• What you should do:
Leaving every picture out, repeat all of the entries below exactly.

• Data:
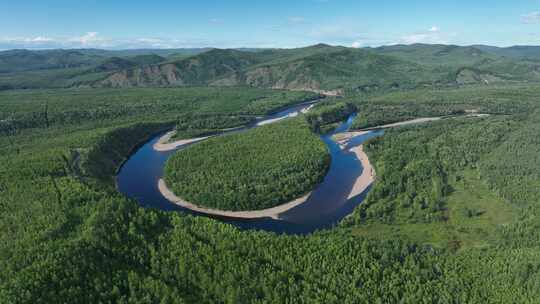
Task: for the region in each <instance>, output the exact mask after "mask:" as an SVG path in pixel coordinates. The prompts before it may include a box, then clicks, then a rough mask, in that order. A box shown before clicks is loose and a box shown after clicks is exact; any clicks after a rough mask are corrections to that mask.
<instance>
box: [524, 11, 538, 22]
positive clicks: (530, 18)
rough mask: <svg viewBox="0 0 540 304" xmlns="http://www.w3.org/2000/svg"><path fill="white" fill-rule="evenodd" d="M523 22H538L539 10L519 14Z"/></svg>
mask: <svg viewBox="0 0 540 304" xmlns="http://www.w3.org/2000/svg"><path fill="white" fill-rule="evenodd" d="M521 21H523V23H527V24H532V23H540V12H531V13H528V14H525V15H522V16H521Z"/></svg>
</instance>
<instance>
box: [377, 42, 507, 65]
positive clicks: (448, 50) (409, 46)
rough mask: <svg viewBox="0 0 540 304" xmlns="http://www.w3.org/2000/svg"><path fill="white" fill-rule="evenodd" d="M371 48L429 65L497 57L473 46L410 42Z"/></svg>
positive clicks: (401, 57)
mask: <svg viewBox="0 0 540 304" xmlns="http://www.w3.org/2000/svg"><path fill="white" fill-rule="evenodd" d="M373 50H374V51H375V52H376V53H378V54H385V55H389V56H394V57H398V58H401V59H404V60H409V61H413V62H416V63H420V64H430V65H448V66H452V65H471V64H476V63H478V62H482V61H484V60H490V59H496V58H497V55H496V54H492V53H490V52H486V51H484V50H482V49H480V48H476V47H473V46H456V45H442V44H412V45H392V46H382V47H379V48H375V49H373Z"/></svg>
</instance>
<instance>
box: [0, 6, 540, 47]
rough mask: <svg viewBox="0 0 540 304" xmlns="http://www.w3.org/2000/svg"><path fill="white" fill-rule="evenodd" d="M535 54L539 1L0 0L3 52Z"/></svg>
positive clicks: (539, 7) (537, 36) (0, 23)
mask: <svg viewBox="0 0 540 304" xmlns="http://www.w3.org/2000/svg"><path fill="white" fill-rule="evenodd" d="M319 42H322V43H328V44H334V45H344V46H355V47H363V46H379V45H388V44H398V43H403V44H410V43H445V44H459V45H470V44H490V45H498V46H510V45H540V0H492V1H488V0H467V1H464V0H453V1H424V0H407V1H399V2H398V1H389V0H370V1H364V0H356V1H354V0H296V1H295V0H289V1H286V0H272V1H263V0H250V1H248V0H221V1H218V0H197V1H185V0H177V1H172V0H153V1H137V0H132V1H125V0H47V1H44V0H16V1H13V0H0V49H10V48H35V49H39V48H57V47H62V48H90V47H92V48H107V49H125V48H180V47H210V46H211V47H221V48H228V47H298V46H306V45H311V44H315V43H319Z"/></svg>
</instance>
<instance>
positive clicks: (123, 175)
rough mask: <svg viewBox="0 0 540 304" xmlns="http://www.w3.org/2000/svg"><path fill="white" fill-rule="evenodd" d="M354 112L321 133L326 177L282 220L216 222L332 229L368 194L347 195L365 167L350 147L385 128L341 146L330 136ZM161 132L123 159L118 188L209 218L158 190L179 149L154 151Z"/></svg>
mask: <svg viewBox="0 0 540 304" xmlns="http://www.w3.org/2000/svg"><path fill="white" fill-rule="evenodd" d="M305 107H306V105H299V106H294V107H291V108H288V109H286V110H283V111H280V112H278V113H275V114H273V115H270V116H268V117H265V118H264V120H266V119H275V118H280V117H285V116H288V115H290V114H291V113H294V112H297V111H299V110H301V109H302V108H305ZM355 115H356V114H353V115H351V116H350V117H349V118H348V119H347V121H345V122H344V123H342V124H341V125H340V126H339V127H338V128H337V129H336V130H335V131H334V132H332V133H330V134H327V135H324V136H321V139H322V140H323V141H324V143H325V144H326V145H327V147H328V150H329V152H330V155H331V159H332V162H331V164H330V169H329V171H328V174H327V175H326V177H325V178H324V181H323V182H322V183H321V184H320V185H318V186H317V187H316V188H315V190H314V191H313V192H312V193H311V195H310V197H309V198H308V200H307V201H306V202H305V203H303V204H301V205H300V206H297V207H296V208H294V209H291V210H289V211H287V212H286V213H284V214H282V215H281V216H280V217H281V219H280V220H274V219H270V218H268V219H254V220H232V219H226V218H219V219H217V220H220V221H223V222H226V223H230V224H233V225H235V226H237V227H240V228H242V229H257V230H267V231H273V232H277V233H287V234H306V233H310V232H313V231H315V230H320V229H325V228H331V227H332V226H334V225H335V224H337V223H338V222H339V221H340V220H341V219H343V218H344V217H345V216H347V215H348V214H350V213H351V212H352V211H353V210H354V208H355V207H356V206H358V204H360V203H361V202H362V200H363V199H364V198H365V196H366V194H367V192H368V191H369V188H368V189H367V190H366V191H364V193H361V194H360V195H358V196H356V197H353V198H352V199H347V197H348V195H349V193H350V192H351V189H352V188H353V185H354V183H355V181H356V179H357V178H358V177H359V176H360V175H361V174H362V170H363V168H362V165H361V163H360V161H359V160H358V159H357V158H356V156H355V155H354V153H352V152H349V151H347V150H348V149H349V148H354V147H355V146H358V145H361V144H362V143H363V142H365V141H366V140H368V139H370V138H372V137H375V136H379V135H381V134H382V131H372V132H370V133H367V134H364V135H361V136H357V137H355V138H353V139H351V140H350V141H349V143H348V144H347V147H346V148H347V149H344V150H341V149H340V147H339V145H338V144H337V143H335V142H334V141H333V140H332V139H331V138H332V136H333V135H335V134H337V133H341V132H345V131H347V130H348V129H349V128H350V126H351V124H352V122H353V120H354V117H355ZM236 132H238V131H236ZM162 135H163V134H160V135H158V136H156V137H155V138H153V139H152V140H150V141H149V142H148V143H146V144H145V145H143V146H142V147H141V148H140V149H139V150H137V152H135V153H134V154H133V155H132V156H131V157H130V158H129V160H127V161H126V162H125V163H124V165H123V166H122V168H121V169H120V172H119V174H118V176H117V186H118V190H119V191H120V192H122V193H124V194H125V195H126V196H128V197H130V198H132V199H135V200H137V201H138V202H139V203H140V204H141V206H143V207H147V208H158V209H161V210H166V211H182V212H187V213H189V214H193V215H200V216H207V215H203V214H198V213H196V212H193V211H191V210H188V209H185V208H182V207H180V206H177V205H175V204H173V203H171V202H169V201H168V200H167V199H166V198H165V197H163V196H162V195H161V193H160V192H159V190H158V181H159V179H160V178H161V177H162V176H163V168H164V166H165V162H166V161H167V159H168V158H169V157H170V156H171V155H173V154H174V153H176V152H177V151H178V150H179V149H178V150H174V151H167V152H158V151H155V150H154V149H153V145H154V143H156V142H157V141H158V140H159V138H160V137H161V136H162ZM184 148H185V147H182V148H180V149H184Z"/></svg>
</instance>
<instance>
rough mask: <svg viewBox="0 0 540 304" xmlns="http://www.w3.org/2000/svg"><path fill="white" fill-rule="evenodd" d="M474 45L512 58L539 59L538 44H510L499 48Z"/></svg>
mask: <svg viewBox="0 0 540 304" xmlns="http://www.w3.org/2000/svg"><path fill="white" fill-rule="evenodd" d="M474 47H475V48H477V49H480V50H483V51H485V52H488V53H491V54H495V55H498V56H504V57H508V58H512V59H530V60H540V46H511V47H507V48H500V47H495V46H488V45H475V46H474Z"/></svg>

• Result for this task:
Task: for the region in each <instance>, output the exact mask after "mask:" as an SVG path in pixel coordinates. The prompts before it may include a box, then clicks, then a rough mask, in that order. A box shown before clicks is loose and a box shown after clicks is exact; any clicks after a rough mask are corrections to that mask.
<instance>
box: [524, 11, 538, 22]
positive clicks: (530, 18)
rough mask: <svg viewBox="0 0 540 304" xmlns="http://www.w3.org/2000/svg"><path fill="white" fill-rule="evenodd" d="M523 22H538L539 10L519 14Z"/></svg>
mask: <svg viewBox="0 0 540 304" xmlns="http://www.w3.org/2000/svg"><path fill="white" fill-rule="evenodd" d="M521 21H523V23H527V24H532V23H540V12H531V13H528V14H525V15H522V16H521Z"/></svg>
</instance>
<instance>
box: [377, 42, 507, 65]
positive clicks: (448, 50) (409, 46)
rough mask: <svg viewBox="0 0 540 304" xmlns="http://www.w3.org/2000/svg"><path fill="white" fill-rule="evenodd" d="M371 48L429 65L497 57L473 46L410 42Z"/></svg>
positive clicks: (401, 57)
mask: <svg viewBox="0 0 540 304" xmlns="http://www.w3.org/2000/svg"><path fill="white" fill-rule="evenodd" d="M373 50H374V51H375V52H376V53H378V54H385V55H389V56H394V57H398V58H401V59H404V60H409V61H413V62H416V63H420V64H430V65H448V66H452V65H471V64H476V63H478V62H482V61H484V60H490V59H496V58H497V55H496V54H492V53H490V52H486V51H484V50H482V49H480V48H476V47H473V46H456V45H442V44H412V45H392V46H382V47H379V48H375V49H373Z"/></svg>
</instance>
<instance>
box: [0, 6, 540, 47]
rough mask: <svg viewBox="0 0 540 304" xmlns="http://www.w3.org/2000/svg"><path fill="white" fill-rule="evenodd" d="M535 54L539 1L0 0L3 52Z"/></svg>
positive clicks: (539, 7) (537, 36) (0, 23)
mask: <svg viewBox="0 0 540 304" xmlns="http://www.w3.org/2000/svg"><path fill="white" fill-rule="evenodd" d="M319 42H322V43H328V44H334V45H344V46H355V47H363V46H379V45H388V44H398V43H403V44H410V43H445V44H459V45H470V44H490V45H498V46H510V45H540V0H492V1H488V0H467V1H464V0H453V1H424V0H407V1H399V2H398V1H389V0H370V1H364V0H356V1H354V0H296V1H295V0H289V1H286V0H272V1H263V0H250V1H248V0H221V1H218V0H197V1H185V0H177V1H172V0H153V1H137V0H132V1H125V0H47V1H44V0H16V1H13V0H0V49H10V48H35V49H39V48H57V47H62V48H90V47H92V48H107V49H125V48H180V47H210V46H211V47H221V48H228V47H298V46H306V45H311V44H315V43H319Z"/></svg>
</instance>
<instance>
positive clicks: (123, 175)
rough mask: <svg viewBox="0 0 540 304" xmlns="http://www.w3.org/2000/svg"><path fill="white" fill-rule="evenodd" d="M354 112L321 133L326 177L282 220L216 222L332 229L368 194L347 195L365 167L350 147L385 128L341 146L330 136ZM161 132L123 159L118 188L209 218L158 190L179 149L154 151Z"/></svg>
mask: <svg viewBox="0 0 540 304" xmlns="http://www.w3.org/2000/svg"><path fill="white" fill-rule="evenodd" d="M305 107H306V105H299V106H294V107H291V108H288V109H286V110H283V111H280V112H278V113H275V114H273V115H270V116H268V117H265V118H264V120H266V119H275V118H280V117H285V116H288V115H290V114H291V113H294V112H297V111H299V110H301V109H302V108H305ZM355 115H356V114H353V115H351V116H350V117H349V118H348V119H347V121H345V122H344V123H342V124H341V125H340V126H339V127H338V128H337V129H336V130H335V131H334V132H332V133H330V134H327V135H324V136H321V139H322V140H323V141H324V143H325V144H326V145H327V147H328V150H329V152H330V155H331V159H332V162H331V164H330V169H329V171H328V174H327V175H326V177H325V178H324V181H323V182H322V183H321V184H320V185H318V186H317V187H316V188H315V190H314V191H313V192H312V193H311V195H310V197H309V198H308V200H307V201H306V202H305V203H303V204H301V205H300V206H297V207H296V208H294V209H291V210H289V211H287V212H286V213H284V214H282V215H281V216H280V217H281V219H280V220H274V219H270V218H268V219H254V220H232V219H226V218H219V219H217V220H220V221H223V222H226V223H230V224H233V225H235V226H237V227H240V228H242V229H257V230H267V231H273V232H277V233H287V234H306V233H310V232H313V231H315V230H320V229H325V228H331V227H332V226H334V225H335V224H337V223H338V222H339V221H340V220H341V219H343V218H344V217H345V216H347V215H348V214H350V213H351V212H352V211H353V210H354V208H355V207H356V206H358V204H360V203H361V202H362V200H363V199H364V198H365V196H366V194H367V192H368V191H369V188H368V189H367V190H366V191H364V193H361V194H360V195H358V196H356V197H353V198H352V199H347V197H348V195H349V193H350V192H351V189H352V188H353V185H354V183H355V181H356V179H357V178H358V177H359V176H360V175H361V174H362V170H363V168H362V165H361V163H360V161H359V160H358V159H357V158H356V156H355V155H354V153H352V152H349V151H347V150H348V149H349V148H354V147H355V146H358V145H361V144H362V143H363V142H365V141H366V140H368V139H370V138H372V137H375V136H379V135H381V134H382V131H372V132H370V133H367V134H364V135H361V136H357V137H355V138H353V139H351V140H350V141H349V143H348V144H347V147H346V148H347V149H344V150H341V149H340V147H339V145H338V144H337V143H335V142H334V141H333V140H332V139H331V138H332V136H333V135H335V134H337V133H341V132H345V131H347V130H348V129H349V128H350V126H351V124H352V122H353V120H354V117H355ZM236 132H238V131H236ZM162 135H163V134H160V135H158V136H156V137H155V138H153V139H152V140H150V141H149V142H148V143H146V144H145V145H143V146H142V147H141V148H140V149H139V150H137V152H135V153H134V154H133V155H132V156H131V157H130V158H129V160H127V161H126V162H125V163H124V165H123V166H122V168H121V169H120V172H119V174H118V176H117V186H118V190H119V191H120V192H122V193H124V194H125V195H126V196H128V197H130V198H132V199H135V200H137V201H138V202H139V203H140V204H141V206H143V207H147V208H158V209H161V210H166V211H182V212H187V213H189V214H193V215H200V216H207V215H203V214H198V213H196V212H193V211H191V210H188V209H185V208H182V207H180V206H177V205H175V204H173V203H171V202H169V201H168V200H167V199H166V198H165V197H163V196H162V195H161V193H160V192H159V190H158V181H159V179H160V178H161V177H162V176H163V168H164V166H165V162H166V161H167V159H168V158H169V157H170V156H171V155H173V154H174V153H176V152H177V151H178V150H179V149H178V150H174V151H167V152H158V151H155V150H154V149H153V145H154V143H156V142H157V141H158V140H159V138H160V137H161V136H162ZM184 148H185V147H182V148H180V149H184Z"/></svg>
</instance>
<instance>
rough mask: <svg viewBox="0 0 540 304" xmlns="http://www.w3.org/2000/svg"><path fill="white" fill-rule="evenodd" d="M474 45L512 58L539 59L538 44H510L499 48Z"/></svg>
mask: <svg viewBox="0 0 540 304" xmlns="http://www.w3.org/2000/svg"><path fill="white" fill-rule="evenodd" d="M474 47H475V48H477V49H480V50H483V51H485V52H488V53H491V54H495V55H498V56H504V57H508V58H512V59H530V60H540V46H511V47H507V48H500V47H495V46H488V45H475V46H474Z"/></svg>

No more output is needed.